**** THE DATA ****

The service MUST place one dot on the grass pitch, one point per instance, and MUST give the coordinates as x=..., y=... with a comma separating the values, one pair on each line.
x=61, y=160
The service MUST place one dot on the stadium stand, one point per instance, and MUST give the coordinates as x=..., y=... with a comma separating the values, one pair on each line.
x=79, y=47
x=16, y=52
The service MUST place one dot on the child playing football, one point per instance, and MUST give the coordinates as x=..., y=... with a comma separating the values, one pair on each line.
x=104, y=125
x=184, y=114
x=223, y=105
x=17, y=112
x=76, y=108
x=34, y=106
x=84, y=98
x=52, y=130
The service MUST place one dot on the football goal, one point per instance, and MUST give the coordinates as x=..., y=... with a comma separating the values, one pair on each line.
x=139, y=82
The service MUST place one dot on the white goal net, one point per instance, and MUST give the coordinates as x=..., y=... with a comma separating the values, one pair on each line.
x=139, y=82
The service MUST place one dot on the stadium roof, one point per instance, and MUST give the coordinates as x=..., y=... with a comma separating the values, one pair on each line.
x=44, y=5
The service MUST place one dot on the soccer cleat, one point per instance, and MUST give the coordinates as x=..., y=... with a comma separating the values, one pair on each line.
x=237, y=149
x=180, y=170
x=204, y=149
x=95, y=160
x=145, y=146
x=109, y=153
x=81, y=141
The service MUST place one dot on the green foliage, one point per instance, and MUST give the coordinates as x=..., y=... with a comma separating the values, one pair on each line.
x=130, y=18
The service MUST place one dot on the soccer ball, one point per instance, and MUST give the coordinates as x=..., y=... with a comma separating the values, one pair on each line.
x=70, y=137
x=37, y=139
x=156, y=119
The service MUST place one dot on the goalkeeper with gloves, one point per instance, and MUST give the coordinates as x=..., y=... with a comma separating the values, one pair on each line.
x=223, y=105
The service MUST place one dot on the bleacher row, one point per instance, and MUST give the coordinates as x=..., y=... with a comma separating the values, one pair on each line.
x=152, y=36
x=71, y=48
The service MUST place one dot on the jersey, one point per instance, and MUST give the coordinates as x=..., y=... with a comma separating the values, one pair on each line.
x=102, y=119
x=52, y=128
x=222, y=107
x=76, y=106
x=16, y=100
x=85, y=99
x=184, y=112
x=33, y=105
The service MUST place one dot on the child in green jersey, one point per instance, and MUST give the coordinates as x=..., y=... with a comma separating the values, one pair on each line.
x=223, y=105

****

REQUIRED WORK ->
Print the entries once more, identical in every line.

RESULT OF THIS EXERCISE ->
The service MUST place one dot on the grass pitch, one point per instance, and MUST give the coordinates as x=..., y=... with a comma separating the values, one pair on each line.
x=61, y=160
The service MUST place one dot on the stadium stand, one point per instance, and MUST give the coordinates as x=..., y=... with a comma separating the values, one pair on each line.
x=79, y=47
x=16, y=52
The service MUST place one dot on the child playing football, one point per instance, and MUST give the coordinates as x=..., y=... with a comma separating the values, one pair on each line.
x=104, y=125
x=184, y=114
x=223, y=105
x=17, y=112
x=76, y=108
x=34, y=106
x=84, y=98
x=52, y=130
The service MUST place one dot on the football goal, one point per instance, and MUST give the coordinates as x=..., y=... with a comma separating the values, one pair on each line.
x=139, y=82
The service MUST place one dot on the white goal net, one point per instance, and MUST give the coordinates as x=..., y=... with a comma separating the values, one pair on each line.
x=139, y=82
The service MUST place one dot on the stadium roof, one point per instance, and MUST give the coordinates as x=..., y=... with a comma separating the values, one pair on each line.
x=44, y=5
The service MUST place one dot on the soccer cleat, one point per instance, and MUST give the coordinates as x=..., y=... with a comma separating the values, one pair on each line.
x=237, y=149
x=180, y=170
x=204, y=149
x=95, y=160
x=145, y=146
x=109, y=153
x=81, y=141
The service MUST place one dot on the green foliage, one point per instance, and MUST give the coordinates as x=..., y=... with a comma separating the values, one pair on each line.
x=130, y=18
The service MUST place one dot on the soccer ball, one point per instance, and MUST give the coordinates as x=..., y=... with a comma separating the values, one pair on each line.
x=70, y=137
x=37, y=139
x=156, y=119
The service MUST place one dot on the goalkeeper with gloves, one point per instance, and MUST give the coordinates as x=..., y=... with a comma separating the values, one pair on each line.
x=223, y=105
The service MUST place one dot on the bleacher row, one point per instance, and MUST give the coordinates as x=..., y=... with a comma separating the values, one pair on each line.
x=152, y=36
x=71, y=48
The service MUST place one dot on the jersey, one point per instance, and MUST give the coordinates as x=..., y=... with a comma separating the values, one pair on each line.
x=102, y=119
x=52, y=128
x=222, y=107
x=76, y=106
x=16, y=100
x=85, y=99
x=184, y=112
x=33, y=105
The service MUST place one dot on the child in green jersey, one point per instance, and MUST give the coordinates as x=..., y=... with a comma separating the values, one pair on each line.
x=223, y=105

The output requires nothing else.